*Görev Amacı:*
Singapur lezzetleri yazısında "Singapur Lezzetleri /" ifadesini içeren sözcüklerle açılıp "Afiyet olsun :)" ile kapanan bölümü hiç değiştirmeden verir misin?

*Belge Metni:*
━━━━━━━━━━━━━━━━

Sunday, May 13, 2012

Singapur Lezzetleri / Tastes of Singapore

Singapur tam bir yemek cenneti. Çin, Hindistan, Malezya, Kamboçya ve Vietnam başta olmak üzere bir çok ülkenin mutfağının yer aldığı, onun da ötesinde iç içe geçip yeni mutfaklar yarattığı bir ülke burası. Yemeğe verilen önem ve gösterilen özen, yabancıların sokakta bile rahatlıkla yemek yemesine imkan veren bir ortam sağlıyor.
Sonu olmayan yemek çeşitleri ve sayısız restoranlar, sadece üç günlüğüne giden Özgür ve benim için ilk etapta biraz zor oldu. Sonunda sokak lezzetlerinden en lüks restoranlara, Çin-Malezya mutfağından Japon mutfağına geniş bir yelpazeye yayılan bir yemek turu yapmaya çalıştık. Üç bölümden oluşan "Singapur Yemek" adlı serimizin birinci bölümü aşağıdaki gibidir.. Afiyet olsun :)

━━━━━━━━━━━━━━━━

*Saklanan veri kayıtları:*
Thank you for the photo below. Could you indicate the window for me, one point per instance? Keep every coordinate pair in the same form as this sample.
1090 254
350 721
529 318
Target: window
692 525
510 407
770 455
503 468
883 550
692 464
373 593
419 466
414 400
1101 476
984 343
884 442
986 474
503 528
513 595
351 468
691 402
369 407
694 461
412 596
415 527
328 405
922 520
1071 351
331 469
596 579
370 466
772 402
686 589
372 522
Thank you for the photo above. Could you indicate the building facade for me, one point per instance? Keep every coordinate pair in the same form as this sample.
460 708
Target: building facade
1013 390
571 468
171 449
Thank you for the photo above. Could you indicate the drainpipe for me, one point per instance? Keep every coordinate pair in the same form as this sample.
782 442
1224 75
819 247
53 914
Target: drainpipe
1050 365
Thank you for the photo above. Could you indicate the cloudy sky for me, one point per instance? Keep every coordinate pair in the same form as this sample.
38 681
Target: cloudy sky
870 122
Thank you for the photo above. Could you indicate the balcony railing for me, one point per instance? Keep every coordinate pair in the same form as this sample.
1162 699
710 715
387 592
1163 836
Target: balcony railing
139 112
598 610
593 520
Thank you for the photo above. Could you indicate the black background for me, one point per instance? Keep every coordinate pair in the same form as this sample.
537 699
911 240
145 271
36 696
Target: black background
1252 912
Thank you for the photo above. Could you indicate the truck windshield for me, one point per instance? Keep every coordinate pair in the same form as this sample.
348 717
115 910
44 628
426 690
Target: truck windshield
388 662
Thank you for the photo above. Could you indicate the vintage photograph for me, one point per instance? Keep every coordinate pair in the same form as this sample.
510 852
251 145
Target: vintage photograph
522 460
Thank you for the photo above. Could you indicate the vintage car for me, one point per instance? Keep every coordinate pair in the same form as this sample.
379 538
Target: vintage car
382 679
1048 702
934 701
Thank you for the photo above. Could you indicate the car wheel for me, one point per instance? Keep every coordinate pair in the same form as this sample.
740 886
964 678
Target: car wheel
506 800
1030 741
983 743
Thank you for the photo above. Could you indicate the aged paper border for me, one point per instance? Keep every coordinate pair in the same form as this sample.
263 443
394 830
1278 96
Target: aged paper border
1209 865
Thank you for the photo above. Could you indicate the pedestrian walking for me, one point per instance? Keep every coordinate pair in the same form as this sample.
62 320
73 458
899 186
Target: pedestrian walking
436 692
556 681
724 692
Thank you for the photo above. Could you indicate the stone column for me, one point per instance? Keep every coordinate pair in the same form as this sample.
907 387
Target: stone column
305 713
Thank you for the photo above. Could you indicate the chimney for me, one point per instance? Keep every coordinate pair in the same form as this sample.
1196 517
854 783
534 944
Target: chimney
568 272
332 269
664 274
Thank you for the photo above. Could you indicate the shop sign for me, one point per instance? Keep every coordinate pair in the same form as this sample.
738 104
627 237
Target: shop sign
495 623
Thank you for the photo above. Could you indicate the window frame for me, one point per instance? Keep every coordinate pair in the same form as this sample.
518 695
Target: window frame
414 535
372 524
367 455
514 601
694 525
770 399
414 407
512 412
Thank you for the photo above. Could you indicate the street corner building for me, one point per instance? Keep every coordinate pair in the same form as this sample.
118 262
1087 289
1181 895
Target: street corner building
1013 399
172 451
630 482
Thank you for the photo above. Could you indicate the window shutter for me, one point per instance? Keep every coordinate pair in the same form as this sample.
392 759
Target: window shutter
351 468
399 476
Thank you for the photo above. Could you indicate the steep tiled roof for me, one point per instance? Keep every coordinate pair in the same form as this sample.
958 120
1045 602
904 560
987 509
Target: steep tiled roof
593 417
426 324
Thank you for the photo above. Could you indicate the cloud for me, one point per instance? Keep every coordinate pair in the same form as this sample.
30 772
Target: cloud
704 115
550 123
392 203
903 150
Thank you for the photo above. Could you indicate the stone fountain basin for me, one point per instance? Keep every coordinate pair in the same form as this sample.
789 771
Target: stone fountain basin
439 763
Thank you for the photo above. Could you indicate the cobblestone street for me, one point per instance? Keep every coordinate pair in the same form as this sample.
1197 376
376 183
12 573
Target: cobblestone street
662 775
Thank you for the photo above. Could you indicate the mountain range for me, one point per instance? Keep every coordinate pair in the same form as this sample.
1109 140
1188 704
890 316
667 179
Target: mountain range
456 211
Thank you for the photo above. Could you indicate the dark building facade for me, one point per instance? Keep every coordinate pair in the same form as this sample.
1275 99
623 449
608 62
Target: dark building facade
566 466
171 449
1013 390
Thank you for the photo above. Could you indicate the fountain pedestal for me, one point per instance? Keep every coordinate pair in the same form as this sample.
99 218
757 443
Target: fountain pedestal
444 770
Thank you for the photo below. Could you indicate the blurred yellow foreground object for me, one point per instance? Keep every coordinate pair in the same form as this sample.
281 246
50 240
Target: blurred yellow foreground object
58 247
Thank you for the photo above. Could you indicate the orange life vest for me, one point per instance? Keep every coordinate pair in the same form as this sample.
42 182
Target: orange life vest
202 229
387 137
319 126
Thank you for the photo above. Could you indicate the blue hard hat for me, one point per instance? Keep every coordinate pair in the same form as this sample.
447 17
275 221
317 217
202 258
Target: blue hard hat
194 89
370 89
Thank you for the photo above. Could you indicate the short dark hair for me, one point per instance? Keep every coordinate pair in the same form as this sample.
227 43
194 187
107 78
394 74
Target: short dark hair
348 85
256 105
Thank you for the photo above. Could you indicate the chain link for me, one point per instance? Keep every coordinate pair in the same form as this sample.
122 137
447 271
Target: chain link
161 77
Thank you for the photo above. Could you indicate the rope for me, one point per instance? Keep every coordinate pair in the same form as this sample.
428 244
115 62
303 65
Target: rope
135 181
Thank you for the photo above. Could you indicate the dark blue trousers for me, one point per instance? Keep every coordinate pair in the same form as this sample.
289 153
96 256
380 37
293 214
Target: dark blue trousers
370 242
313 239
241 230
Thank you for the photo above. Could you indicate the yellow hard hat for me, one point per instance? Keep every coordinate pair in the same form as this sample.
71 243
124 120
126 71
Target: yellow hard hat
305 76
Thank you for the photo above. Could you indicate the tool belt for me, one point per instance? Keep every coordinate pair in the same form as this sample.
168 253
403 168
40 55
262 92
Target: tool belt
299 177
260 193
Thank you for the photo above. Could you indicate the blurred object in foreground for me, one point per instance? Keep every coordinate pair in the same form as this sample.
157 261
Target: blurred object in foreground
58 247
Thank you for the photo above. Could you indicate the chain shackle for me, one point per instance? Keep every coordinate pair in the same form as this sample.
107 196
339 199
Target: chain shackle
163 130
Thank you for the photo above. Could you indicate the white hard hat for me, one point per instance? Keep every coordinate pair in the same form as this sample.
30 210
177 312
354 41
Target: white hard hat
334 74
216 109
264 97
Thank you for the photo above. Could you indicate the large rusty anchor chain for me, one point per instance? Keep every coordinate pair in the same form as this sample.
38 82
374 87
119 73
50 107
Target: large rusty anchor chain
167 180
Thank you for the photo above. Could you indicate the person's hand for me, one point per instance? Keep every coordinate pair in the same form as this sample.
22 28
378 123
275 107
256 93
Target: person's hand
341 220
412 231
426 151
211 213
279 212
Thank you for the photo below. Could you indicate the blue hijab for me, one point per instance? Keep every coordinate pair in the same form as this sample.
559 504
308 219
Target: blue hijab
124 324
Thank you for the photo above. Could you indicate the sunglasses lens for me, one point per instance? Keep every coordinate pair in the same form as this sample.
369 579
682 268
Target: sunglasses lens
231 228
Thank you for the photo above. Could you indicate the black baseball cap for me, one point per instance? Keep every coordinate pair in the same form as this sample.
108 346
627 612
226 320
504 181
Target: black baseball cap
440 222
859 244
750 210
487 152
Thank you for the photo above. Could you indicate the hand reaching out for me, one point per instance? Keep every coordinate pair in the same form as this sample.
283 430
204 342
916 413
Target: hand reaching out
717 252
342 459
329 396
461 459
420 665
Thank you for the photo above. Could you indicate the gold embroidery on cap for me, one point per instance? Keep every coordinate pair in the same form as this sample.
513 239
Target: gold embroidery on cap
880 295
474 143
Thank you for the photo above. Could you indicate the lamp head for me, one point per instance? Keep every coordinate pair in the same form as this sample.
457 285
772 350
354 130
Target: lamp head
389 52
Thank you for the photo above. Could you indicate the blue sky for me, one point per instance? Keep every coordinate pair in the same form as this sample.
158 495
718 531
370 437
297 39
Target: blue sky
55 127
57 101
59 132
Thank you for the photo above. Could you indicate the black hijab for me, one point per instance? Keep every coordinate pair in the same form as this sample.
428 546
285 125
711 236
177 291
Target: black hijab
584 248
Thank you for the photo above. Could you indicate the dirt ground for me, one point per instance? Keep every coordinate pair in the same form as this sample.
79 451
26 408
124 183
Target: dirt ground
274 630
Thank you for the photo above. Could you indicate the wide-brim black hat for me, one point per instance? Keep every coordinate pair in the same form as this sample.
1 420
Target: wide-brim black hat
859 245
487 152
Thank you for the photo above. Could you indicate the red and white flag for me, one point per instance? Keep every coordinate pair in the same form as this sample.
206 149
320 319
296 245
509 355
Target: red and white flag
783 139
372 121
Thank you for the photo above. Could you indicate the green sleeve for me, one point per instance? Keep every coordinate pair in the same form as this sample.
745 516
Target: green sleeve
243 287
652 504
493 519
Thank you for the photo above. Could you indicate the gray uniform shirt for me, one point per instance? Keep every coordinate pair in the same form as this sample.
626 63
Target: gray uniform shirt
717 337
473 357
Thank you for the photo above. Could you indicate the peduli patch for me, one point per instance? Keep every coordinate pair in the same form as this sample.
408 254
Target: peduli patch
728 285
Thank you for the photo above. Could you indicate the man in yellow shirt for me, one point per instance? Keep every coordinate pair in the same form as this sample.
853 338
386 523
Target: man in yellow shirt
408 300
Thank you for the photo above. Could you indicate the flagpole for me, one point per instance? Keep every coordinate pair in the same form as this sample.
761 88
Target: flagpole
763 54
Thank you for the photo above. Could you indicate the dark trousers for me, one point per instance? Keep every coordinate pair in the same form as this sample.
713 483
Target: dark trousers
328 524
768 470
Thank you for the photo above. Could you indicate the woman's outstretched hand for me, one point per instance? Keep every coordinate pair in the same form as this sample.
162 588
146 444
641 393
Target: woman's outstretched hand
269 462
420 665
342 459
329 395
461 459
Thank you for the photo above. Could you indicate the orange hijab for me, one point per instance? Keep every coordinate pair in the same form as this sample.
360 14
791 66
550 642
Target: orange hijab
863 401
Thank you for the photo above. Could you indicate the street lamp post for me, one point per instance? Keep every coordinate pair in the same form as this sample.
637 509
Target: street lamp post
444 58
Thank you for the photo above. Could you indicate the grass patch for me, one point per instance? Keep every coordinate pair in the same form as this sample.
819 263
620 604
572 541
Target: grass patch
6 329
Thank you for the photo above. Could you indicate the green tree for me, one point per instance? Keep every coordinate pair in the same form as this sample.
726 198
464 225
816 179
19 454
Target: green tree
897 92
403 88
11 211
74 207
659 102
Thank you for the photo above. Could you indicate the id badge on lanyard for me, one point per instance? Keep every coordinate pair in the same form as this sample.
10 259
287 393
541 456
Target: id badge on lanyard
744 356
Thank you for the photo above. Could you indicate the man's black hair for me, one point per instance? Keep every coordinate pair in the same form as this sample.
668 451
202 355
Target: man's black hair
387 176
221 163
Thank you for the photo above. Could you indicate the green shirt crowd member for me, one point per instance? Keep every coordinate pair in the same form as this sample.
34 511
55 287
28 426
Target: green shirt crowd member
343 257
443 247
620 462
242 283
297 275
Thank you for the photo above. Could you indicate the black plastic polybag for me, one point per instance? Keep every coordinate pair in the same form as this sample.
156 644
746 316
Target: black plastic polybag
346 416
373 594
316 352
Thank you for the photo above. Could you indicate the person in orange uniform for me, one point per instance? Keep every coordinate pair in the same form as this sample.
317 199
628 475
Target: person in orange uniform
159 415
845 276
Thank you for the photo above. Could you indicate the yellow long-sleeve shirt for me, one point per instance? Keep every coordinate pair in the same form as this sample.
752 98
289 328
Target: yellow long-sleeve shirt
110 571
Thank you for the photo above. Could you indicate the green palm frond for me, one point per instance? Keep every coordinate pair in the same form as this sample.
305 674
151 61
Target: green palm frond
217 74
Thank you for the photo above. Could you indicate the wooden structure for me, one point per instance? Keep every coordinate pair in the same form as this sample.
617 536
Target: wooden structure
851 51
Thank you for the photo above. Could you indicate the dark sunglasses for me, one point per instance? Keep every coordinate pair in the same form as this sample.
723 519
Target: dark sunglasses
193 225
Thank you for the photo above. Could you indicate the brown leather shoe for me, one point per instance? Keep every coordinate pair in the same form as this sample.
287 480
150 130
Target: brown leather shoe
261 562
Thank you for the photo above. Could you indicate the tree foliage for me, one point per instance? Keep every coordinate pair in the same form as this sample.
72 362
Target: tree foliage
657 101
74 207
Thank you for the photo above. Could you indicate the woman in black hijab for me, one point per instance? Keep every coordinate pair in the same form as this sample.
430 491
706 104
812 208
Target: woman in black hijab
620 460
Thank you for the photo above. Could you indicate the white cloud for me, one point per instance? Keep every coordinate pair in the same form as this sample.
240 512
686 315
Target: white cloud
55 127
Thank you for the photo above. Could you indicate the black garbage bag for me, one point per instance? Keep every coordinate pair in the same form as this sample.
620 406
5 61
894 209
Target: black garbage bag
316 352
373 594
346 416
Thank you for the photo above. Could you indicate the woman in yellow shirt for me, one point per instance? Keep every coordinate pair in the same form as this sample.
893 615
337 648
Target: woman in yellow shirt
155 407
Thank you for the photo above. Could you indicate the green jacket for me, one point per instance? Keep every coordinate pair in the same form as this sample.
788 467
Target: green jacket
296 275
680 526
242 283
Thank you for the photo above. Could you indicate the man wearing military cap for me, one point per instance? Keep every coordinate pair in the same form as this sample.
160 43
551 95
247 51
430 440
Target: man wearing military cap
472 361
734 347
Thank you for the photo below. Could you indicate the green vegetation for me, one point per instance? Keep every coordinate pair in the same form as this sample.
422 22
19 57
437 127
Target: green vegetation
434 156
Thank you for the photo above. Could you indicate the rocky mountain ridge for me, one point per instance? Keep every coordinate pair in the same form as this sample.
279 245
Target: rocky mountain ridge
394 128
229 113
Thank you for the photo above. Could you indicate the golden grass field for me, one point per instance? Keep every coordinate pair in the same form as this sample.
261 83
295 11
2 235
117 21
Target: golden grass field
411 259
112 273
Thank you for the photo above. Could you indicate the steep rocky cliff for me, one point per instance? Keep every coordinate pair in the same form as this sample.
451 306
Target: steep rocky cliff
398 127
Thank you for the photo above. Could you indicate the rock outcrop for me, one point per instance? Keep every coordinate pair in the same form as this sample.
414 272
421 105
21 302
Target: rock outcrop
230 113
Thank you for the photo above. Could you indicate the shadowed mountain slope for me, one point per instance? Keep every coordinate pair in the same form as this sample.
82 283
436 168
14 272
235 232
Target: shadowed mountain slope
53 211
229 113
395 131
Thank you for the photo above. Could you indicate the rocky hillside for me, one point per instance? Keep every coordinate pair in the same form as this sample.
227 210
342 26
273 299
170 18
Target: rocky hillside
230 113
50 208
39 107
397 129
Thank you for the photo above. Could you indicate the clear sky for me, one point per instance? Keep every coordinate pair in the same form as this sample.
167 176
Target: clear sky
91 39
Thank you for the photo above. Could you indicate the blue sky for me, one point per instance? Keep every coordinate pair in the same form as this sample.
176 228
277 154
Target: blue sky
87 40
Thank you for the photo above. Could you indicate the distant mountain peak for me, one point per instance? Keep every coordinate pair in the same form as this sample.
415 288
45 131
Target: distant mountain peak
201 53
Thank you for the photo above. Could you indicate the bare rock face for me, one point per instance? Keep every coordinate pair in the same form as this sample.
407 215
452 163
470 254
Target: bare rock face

━━━━━━━━━━━━━━━━

*Görev Çözümü:*
Singapur Lezzetleri / Tastes of Singapore

Singapur tam bir yemek cenneti. Çin, Hindistan, Malezya, Kamboçya ve Vietnam başta olmak üzere bir çok ülkenin mutfağının yer aldığı, onun da ötesinde iç içe geçip yeni mutfaklar yarattığı bir ülke burası. Yemeğe verilen önem ve gösterilen özen, yabancıların sokakta bile rahatlıkla yemek yemesine imkan veren bir ortam sağlıyor.
Sonu olmayan yemek çeşitleri ve sayısız restoranlar, sadece üç günlüğüne giden Özgür ve benim için ilk etapta biraz zor oldu. Sonunda sokak lezzetlerinden en lüks restoranlara, Çin-Malezya mutfağından Japon mutfağına geniş bir yelpazeye yayılan bir yemek turu yapmaya çalıştık. Üç bölümden oluşan "Singapur Yemek" adlı serimizin birinci bölümü aşağıdaki gibidir.. Afiyet olsun :)